> _TASK TO COMPLETE_:
Print every entry exactly as it appears, but skip the pictures.
-------- SUPPLIED MATERIAL
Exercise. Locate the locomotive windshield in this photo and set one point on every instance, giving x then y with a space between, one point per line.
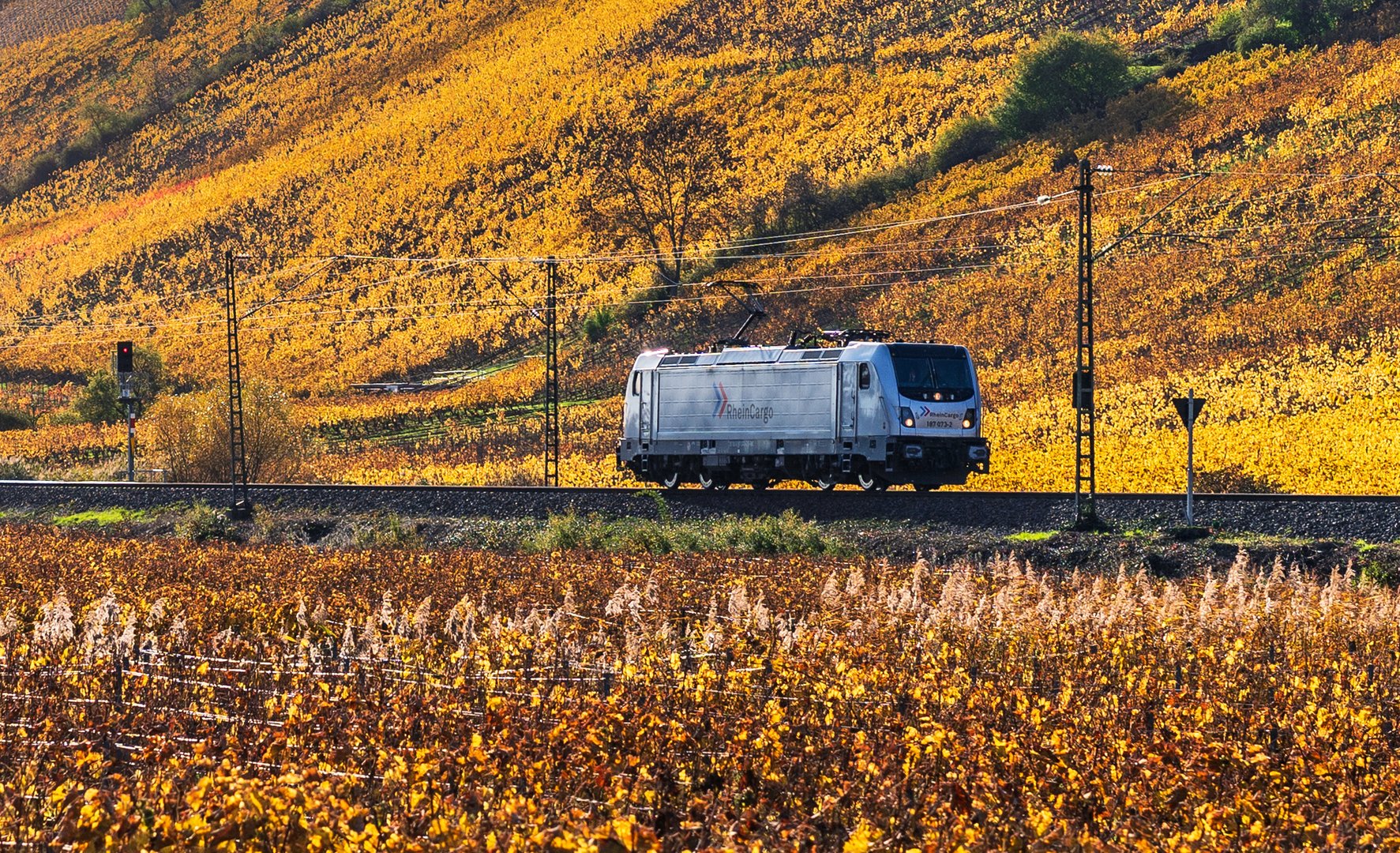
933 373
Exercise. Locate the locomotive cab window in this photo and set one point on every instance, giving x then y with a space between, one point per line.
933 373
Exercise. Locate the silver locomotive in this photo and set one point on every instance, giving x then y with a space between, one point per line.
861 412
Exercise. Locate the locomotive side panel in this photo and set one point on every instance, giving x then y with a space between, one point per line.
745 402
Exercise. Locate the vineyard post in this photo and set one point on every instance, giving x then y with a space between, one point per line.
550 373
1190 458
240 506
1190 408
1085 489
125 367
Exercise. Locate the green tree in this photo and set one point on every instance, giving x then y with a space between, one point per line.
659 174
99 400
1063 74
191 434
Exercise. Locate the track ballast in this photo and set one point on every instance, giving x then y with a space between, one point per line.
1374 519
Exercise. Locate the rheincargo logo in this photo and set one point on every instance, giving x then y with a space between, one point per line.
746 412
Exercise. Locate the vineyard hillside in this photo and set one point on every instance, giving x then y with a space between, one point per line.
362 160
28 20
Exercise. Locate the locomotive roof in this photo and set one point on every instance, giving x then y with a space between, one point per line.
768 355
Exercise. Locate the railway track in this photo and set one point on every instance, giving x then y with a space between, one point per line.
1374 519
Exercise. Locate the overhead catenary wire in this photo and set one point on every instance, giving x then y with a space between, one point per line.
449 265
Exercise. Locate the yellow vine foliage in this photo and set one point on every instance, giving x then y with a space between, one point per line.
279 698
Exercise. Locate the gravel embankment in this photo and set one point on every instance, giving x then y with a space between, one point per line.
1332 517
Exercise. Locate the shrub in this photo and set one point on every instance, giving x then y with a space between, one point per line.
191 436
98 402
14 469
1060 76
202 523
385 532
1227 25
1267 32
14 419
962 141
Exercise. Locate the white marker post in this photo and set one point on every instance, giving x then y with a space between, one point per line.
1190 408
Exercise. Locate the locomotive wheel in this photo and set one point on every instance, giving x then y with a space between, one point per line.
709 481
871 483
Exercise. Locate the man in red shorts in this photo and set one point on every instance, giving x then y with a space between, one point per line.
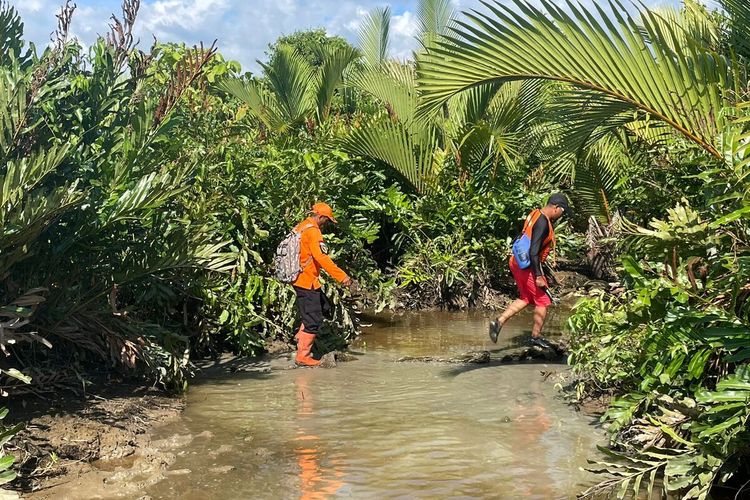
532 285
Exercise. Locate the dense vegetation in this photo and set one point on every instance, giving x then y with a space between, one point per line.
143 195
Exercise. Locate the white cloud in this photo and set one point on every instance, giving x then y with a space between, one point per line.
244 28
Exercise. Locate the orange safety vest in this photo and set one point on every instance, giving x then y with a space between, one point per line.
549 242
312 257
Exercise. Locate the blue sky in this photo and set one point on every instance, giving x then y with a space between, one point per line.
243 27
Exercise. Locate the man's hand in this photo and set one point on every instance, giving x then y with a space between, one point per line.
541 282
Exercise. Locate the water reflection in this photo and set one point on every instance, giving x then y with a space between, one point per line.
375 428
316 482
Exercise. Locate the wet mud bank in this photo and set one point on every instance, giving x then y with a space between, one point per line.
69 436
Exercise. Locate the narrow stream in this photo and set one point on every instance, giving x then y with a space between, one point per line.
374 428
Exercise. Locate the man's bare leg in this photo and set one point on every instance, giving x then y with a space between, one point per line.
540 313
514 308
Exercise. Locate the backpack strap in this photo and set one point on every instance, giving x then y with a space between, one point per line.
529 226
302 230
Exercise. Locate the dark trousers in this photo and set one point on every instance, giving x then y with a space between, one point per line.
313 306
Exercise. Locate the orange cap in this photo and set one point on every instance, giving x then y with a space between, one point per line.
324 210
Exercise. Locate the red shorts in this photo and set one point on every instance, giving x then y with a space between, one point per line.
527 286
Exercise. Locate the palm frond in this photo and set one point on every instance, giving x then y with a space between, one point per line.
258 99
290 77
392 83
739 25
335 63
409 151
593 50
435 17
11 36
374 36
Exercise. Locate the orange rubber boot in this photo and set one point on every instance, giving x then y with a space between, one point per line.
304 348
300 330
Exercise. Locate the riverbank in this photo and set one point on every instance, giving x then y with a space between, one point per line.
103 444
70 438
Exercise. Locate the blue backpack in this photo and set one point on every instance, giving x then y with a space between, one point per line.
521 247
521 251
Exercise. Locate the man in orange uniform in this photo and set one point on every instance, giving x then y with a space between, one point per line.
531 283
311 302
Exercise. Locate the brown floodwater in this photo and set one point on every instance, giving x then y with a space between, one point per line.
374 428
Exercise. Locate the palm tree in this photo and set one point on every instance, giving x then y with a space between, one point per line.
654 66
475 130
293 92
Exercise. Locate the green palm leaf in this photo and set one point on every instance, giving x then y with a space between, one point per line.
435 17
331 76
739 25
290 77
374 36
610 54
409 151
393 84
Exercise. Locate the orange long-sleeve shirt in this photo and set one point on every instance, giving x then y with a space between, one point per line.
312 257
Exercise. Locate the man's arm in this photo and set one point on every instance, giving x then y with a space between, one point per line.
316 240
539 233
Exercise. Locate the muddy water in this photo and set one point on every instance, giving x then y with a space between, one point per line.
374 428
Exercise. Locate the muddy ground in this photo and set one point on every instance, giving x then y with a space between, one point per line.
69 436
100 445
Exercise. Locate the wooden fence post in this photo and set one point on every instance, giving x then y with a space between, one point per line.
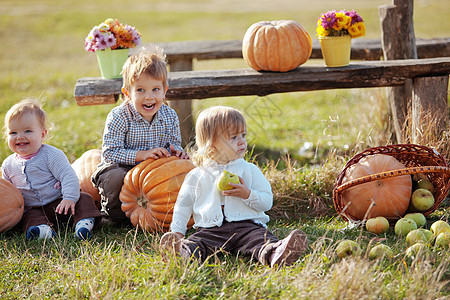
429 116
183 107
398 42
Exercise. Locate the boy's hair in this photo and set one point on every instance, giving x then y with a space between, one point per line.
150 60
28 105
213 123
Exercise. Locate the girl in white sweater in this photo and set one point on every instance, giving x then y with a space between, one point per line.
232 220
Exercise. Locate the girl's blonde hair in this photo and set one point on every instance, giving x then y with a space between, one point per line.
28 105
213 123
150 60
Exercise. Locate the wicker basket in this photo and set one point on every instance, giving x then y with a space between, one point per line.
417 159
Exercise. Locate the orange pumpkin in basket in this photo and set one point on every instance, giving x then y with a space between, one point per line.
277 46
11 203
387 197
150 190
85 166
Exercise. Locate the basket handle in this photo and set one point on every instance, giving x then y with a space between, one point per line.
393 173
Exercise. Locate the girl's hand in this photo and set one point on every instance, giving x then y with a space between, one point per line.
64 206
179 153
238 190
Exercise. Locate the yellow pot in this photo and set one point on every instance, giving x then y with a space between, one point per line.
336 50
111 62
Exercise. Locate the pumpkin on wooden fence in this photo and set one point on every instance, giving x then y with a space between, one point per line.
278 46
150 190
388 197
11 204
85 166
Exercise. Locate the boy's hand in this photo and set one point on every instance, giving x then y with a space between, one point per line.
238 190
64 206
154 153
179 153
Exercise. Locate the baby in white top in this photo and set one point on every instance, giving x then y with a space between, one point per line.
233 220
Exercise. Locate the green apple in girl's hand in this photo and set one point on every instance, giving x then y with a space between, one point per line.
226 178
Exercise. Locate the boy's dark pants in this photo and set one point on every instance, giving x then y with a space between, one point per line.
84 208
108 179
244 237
----------------
> _OUTPUT FOR THIS TASK_:
Exercise. Locate the locomotive windshield in this photo and set one point on every instance, giving x then y with a space between, one point per line.
933 373
Exercise. Locate the locomotive cab window in this photo and set one point on every instance, giving x then y with a space between, one point per line.
933 373
Exercise. Locate the silver locomotive in this photo and set one point on every instance, giving x then y with a space between, one point per line.
861 412
Exercise. Locate the locomotive side panel in this photo and set one point on every instance, giving x then y with a space between, one point per line.
745 402
Exercise. Locate the vineyard post in this photo and set one point on every instance, giving x then y with a space between, one point per line.
550 373
1190 458
240 506
1190 408
1085 489
125 367
Exercise. Locate the green tree in this photo and set one point on every instance, giving x then y with a space between, one point per line.
659 174
99 400
1063 74
191 434
Exercise. Locate the track ballast in this photo and set one point on every instance, giving x then y with a space between, one point per line.
1374 519
Exercise. Locate the rheincargo logo in this photo and set one point on every instance, giving x then y with a space between, one point per line.
746 412
Exercise. Locate the vineyard hillside in this photo and set one point on every instance, giving x then y with a space between, one point per line.
362 160
28 20
Exercise. Locate the locomotive roof in this photo and set one point on every instance, giving x then y with a space between, one point per line.
768 355
Exercise. Locate the railway track in this photo and set one point on every instance, giving x then y with a space between, one point per line.
1374 519
Exercise. Locate the overhead catenary wire in this photo and set one point on every instance, giving x then y with a space between, one point per line.
449 265
Exercise. Locate the yellow vine foliage in this photo and set one point on every instance, giving x then y with a space between, one point per line.
279 698
Exercise. Locate the gravel embankment in this photo and set one point on every instance, giving x then y with a space between, one point per line.
1332 517
Exercise. Locate the shrub in this photo and set one point on every instance, giving x then y with a space between, one point per line.
191 436
98 402
14 469
1060 76
202 523
385 532
1227 25
1267 32
14 419
962 141
Exercise. Locate the white marker post in this photo and set one point on every instance, giving x then y with a space between, one point per line.
1190 408
Exercise. Locate the locomotive wheel in this photo and set one point on every instance, giving x then y with a space between, one point per line.
709 481
871 483
Exercise. Locate the man in red shorts in this photo and set one point on every instance, giving x then y with a space between, one point per line.
532 285
Exercise. Locate the dense vegetation in this photo and set one point on every instance, giving x then y with a space between, one point per line.
143 195
Exercise. Locate the white cloud in this photo and set one point on every instance, giving x then y with a space between, one point per line.
244 28
Exercise. Locate the orange safety vest in this photo and set one point on every instance, giving x then y with a space between, one point per line.
549 242
312 257
Exercise. Locate the blue sky in this photo and set one point on every instance, giving x then y with a space between, one point per line.
243 27
Exercise. Locate the man's hand in this photo and set one point on every instance, giving x then y with a space between, one point per line.
541 282
Exercise. Locate the water reflection in this photo and set one point on every instance, giving x then y with a space between, one point per line.
375 428
316 482
Exercise. Locate the wet mud bank in this photo and set one point on every instance, giving x then y with a space between, one point per line.
69 436
Exercise. Locate the narrow stream in this photo and set one point on every instance, giving x then y with a space between, one point per line.
374 428
Exercise. Locate the man's bare leg in this photo and set one point on every instance, giving x then y with a space between, one point per line.
540 313
514 308
Exercise. Locate the backpack strap in this photo and set one point on every instance, giving x then y with a space between, one point per line.
529 226
302 230
Exercise. Locate the dark trousers in this photo and set one point on every instance, giving x then y with a space between, one point per line.
313 306
Exercise. Locate the orange cap in this photo and set one point on every instance, giving x then y with a space between, one point per line.
324 210
Exercise. Locate the red shorts in this photo and set one point on every instance, giving x then y with a space between, one point per line.
527 286
Exercise. Locate the palm frond in this photo and set one point on every instance, giving x then y with a space between, one point per line.
258 99
290 77
392 83
739 25
335 63
409 151
593 50
435 17
11 36
374 36
Exercise. Locate the orange rubber boot in this photo and set one point on every instance, giving x then y with a space between, one point per line.
304 348
300 330
Exercise. Locate the riverbank in this photo and set one point on every instance, giving x then y with a space between, one point per line.
103 444
70 438
Exercise. Locate the blue backpack in this photo and set one point on every instance, giving x then y with a space between, one point per line.
521 247
521 251
Exercise. Locate the man in orange uniform in this photo and set one point on every instance, giving x then y with a space between, one point per line.
531 283
311 302
Exercise. Locate the brown floodwater in this photo and set one point on every instance, giving x then y with a space between, one point per line.
374 428
Exercise. Locate the palm tree in this photo and set one point on every instance, giving x then y with a space between, one point per line.
654 66
475 130
293 92
Exercise. Locate the green palm leaf in this photo and set one point on every instance, giving x then y with a space between, one point per line.
435 17
331 76
739 25
290 77
374 36
610 54
409 151
393 84
Exercise. Locate the orange long-sleeve shirt in this photo and set one point on every instance, giving x then y with a space between, one point per line.
312 257
Exercise. Locate the man's arm in this photo and set one point on every instance, giving x then y with a space between, one point per line.
316 240
539 233
Exercise. Locate the muddy water in this photo and set one point on every instance, giving x then y with a space between, one point per line.
374 428
Exercise. Locate the muddy ground in this photo and set one point on every instance, giving x then y with a space between, one point per line.
69 436
100 445
Exercise. Locate the wooden fence post in this photo and set one point on every instance, giving x then y with a space between, one point per line.
429 116
183 107
398 42
Exercise. Locate the boy's hair in this photo and set one point on every instance, giving x then y with a space between, one point per line.
150 60
28 105
213 123
Exercise. Locate the girl in white sweater in this photo and set one point on every instance, giving x then y with a space between, one point per line.
232 220
Exercise. Locate the girl's blonde hair in this photo and set one point on every instance, giving x then y with a space between, one point per line.
28 105
213 123
150 60
Exercise. Locate the wicker basket in this photo and set one point on every instance, giving x then y with a space between, one point per line.
417 159
Exercise. Locate the orange pumpkin in basket in this photo and set one point on every instance, giving x then y with a space between, one point per line.
277 46
11 203
387 197
150 190
85 166
Exercise. Locate the basket handle in this photo and set one point on every instance, giving x then y with a space between, one point per line.
393 173
Exercise. Locate the girl's hand in this photo and set one point on every instance, giving x then y with a space between, one point per line.
64 206
179 153
238 190
Exercise. Locate the yellow pot in this photo and set one point on every instance, giving x then y with a space between, one point per line.
336 50
111 62
Exercise. Locate the pumpkin on wooden fence in this photo and set one point on every instance, giving x then y with a space between, one point per line.
278 46
150 190
388 197
11 204
85 166
Exercise. Locate the boy's hand in this photo and set one point on every instance, giving x then y with a space between, one point per line.
238 190
64 206
154 153
179 153
Exercise. Locate the baby in white top in this photo and set one point on every instance, giving x then y with a space between, one point per line.
233 220
Exercise. Locate the green apple in girl's hand in this photo and set one point on every instance, giving x then y with a space between, one point per line.
226 178
Exercise. Locate the boy's dark pants in this photo and set one point on every instance, giving x then y with a space between, one point per line.
84 208
108 179
244 237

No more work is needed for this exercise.